Hi Rahul,

I'm still concerned about going with in-place upgrading instead of
reindexing in a separate directory. I don't mind opening an issue for
discussion, but I'd like the option of reindexing into a separate directory
to be considered. I think that it has lots of merits by avoiding multiple
versions of the same analyzer to be used in the same index, allowing
schemas to be upgraded (e.g. legacy GeoPoint -> LatLonPoint), etc. The
downsides that come to mind are that it puts a bit more work on the
application (rather than Lucene) and requires the upgrade to be done in a
somewhat timely manner to be practical (or replaying the delta since the
time when reindexing started may be heavy), but the trade-off still looks
in favor of reindexing to a separate Directory to me.

On Thu, Apr 24, 2025 at 5:34 AM Rahul Goswami <rahul196...@gmail.com> wrote:

> Hello,
> I wanted to circle back on this discussion before I go ahead with the
> creation of a Github issue. If there are any additional/unanswered concerns
> about the request, I am happy to elaborate further.
> Otherwise, I would like to go ahead and submit an issue and a PR for
> further consideration.
>
> Thanks,
> Rahul
>
> On Sun, Apr 20, 2025 at 8:14 PM Rahul Goswami <rahul196...@gmail.com>
> wrote:
>
>> Adrien,
>> Thanks for your thoughts on this. To clarify, the request is not for a
>> Lucene API which will upgrade the index, as I understand it might not
>> always be possible to do a lossless upgrade of a cold index.
>>
>> The request is for an API which when called, will check the version of
>> each segment in the SegmentInfos, and if each of them *already* has the
>> latest version, change the index created version in SegmentInfos to the
>> latest. Some API on IndexWriter, say commitAndUpdateCreatedVersion().
>>
>> None of the checks and balances or version compatibility restrictions
>> from Lucene's side have to change. We (Solr) only aim to support this kind
>> of reindexing between version X-1 and X. So as long as the schema adheres
>> to certain conditions, you'd be able to go from X-1 to X to X+1 without
>> needing to reindex from source, or provision infrastructure/effort for
>> reindexing to a parallel copy, and still have a completely lossless index.

> **Exercise input**:
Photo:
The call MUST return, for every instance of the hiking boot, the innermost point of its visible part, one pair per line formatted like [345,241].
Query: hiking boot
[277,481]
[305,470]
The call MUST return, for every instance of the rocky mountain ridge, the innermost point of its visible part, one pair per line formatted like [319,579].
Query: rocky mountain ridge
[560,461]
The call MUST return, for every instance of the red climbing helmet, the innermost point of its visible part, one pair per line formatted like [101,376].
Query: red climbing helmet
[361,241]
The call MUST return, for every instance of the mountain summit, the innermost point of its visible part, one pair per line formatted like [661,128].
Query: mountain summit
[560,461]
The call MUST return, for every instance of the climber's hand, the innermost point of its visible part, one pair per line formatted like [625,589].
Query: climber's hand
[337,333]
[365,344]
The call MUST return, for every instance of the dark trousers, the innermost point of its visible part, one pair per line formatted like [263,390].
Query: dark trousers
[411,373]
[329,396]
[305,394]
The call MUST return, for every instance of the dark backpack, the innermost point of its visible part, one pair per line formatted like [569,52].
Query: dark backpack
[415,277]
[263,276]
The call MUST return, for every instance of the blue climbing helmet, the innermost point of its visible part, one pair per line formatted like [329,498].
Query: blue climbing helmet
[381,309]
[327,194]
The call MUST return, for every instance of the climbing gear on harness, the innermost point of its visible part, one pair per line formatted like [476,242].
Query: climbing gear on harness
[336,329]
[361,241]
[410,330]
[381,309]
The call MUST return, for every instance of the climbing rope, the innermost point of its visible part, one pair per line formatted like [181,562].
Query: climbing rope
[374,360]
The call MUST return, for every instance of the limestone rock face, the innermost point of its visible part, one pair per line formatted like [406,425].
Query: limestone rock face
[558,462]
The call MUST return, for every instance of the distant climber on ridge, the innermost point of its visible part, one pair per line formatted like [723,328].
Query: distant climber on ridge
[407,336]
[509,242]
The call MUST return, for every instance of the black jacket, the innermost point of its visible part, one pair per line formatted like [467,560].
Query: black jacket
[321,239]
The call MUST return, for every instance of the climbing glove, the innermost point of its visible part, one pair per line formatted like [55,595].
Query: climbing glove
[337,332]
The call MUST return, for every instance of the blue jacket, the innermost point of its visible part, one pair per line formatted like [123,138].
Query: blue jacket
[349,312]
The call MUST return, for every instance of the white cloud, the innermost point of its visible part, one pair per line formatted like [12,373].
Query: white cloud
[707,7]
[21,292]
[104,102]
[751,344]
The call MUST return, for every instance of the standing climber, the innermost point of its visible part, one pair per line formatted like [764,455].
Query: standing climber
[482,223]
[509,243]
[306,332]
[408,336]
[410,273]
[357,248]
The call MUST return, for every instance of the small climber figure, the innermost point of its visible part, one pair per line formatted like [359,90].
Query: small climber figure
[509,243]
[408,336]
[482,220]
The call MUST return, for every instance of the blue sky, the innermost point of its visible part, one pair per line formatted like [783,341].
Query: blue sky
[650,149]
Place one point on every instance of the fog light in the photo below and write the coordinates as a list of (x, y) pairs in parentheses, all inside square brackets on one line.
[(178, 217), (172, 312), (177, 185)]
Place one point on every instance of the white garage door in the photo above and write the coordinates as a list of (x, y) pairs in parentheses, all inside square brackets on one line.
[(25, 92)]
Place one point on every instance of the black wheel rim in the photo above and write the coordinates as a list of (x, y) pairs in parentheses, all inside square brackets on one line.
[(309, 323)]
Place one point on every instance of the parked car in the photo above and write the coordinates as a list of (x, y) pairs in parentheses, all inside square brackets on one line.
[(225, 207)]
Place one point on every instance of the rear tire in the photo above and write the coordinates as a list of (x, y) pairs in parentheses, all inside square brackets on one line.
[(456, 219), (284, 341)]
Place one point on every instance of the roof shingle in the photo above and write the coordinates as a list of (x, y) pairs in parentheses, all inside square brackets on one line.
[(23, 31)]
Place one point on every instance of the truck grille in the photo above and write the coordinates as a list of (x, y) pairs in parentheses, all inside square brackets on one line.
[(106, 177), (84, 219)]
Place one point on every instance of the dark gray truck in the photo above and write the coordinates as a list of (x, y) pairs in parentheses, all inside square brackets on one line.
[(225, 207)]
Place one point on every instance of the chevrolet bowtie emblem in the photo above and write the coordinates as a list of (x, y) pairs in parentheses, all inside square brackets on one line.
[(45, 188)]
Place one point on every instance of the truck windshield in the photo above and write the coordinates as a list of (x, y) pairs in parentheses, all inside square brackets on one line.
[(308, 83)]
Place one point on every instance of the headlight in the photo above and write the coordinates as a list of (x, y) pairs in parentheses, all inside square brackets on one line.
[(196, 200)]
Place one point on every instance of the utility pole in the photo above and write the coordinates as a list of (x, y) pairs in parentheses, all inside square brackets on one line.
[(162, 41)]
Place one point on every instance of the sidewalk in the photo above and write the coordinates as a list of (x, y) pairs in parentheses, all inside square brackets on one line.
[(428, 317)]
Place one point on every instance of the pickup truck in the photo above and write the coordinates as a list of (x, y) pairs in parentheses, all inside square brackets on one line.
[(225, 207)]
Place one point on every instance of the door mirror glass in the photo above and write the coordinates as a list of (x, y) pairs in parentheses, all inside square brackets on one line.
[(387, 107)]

> **Set of tasks**:
1. Count the lines in the listing that contain the string "jacket", and give only that number.
2. Extend the thread about upgrading Lucene indexes, starting right after its final sentence.
The listing has no connection to the thread about upgrading Lucene indexes.

> **Solved problems**:
1. 4

2.
>>
>> If it helps for further consideration, I am also happy to demonstrate the
>> implementation I have in mind for the API via a PR.
>>
>> - Rahul
>>
>> On Sun, Apr 20, 2025 at 4:12 AM Adrien Grand <jpou...@gmail.com> wrote:
>>
>>> I worry that allowing us to reset the index created version on an
>>> existing index would only solve one part of the problem, while putting us
>>> on a path that makes it harder or impossible to solve the other part of the
>>> problem.
>>>
>>> If Lucene had had such an API from the beginning, we would still need to
>>> deal with legacy stuff, such as the old way that norms were encoded in the
>>> index (
>>> https://github.com/apache/lucene/blob/releases/lucene-solr/7.0.0/lucene/core/src/java/org/apache/lucene/search/similarities/BM25Similarity.java#L141-L145),
>>> or trie fields (
>>> https://github.com/apache/lucene/blob/releases/lucene-solr/5.0.0/lucene/core/src/java/org/apache/lucene/document/IntField.java).
>>> There currently is no way of upgrading norms or schemas in-place, and
>>> supporting this sounds quite scary while I can't think of major downsides
>>> of upgrading to a separate Directory and then atomically swapping pointers,
>>> especially as Solr/Elasticsearch already have logic for replicating
>>> operations to another copy of the data.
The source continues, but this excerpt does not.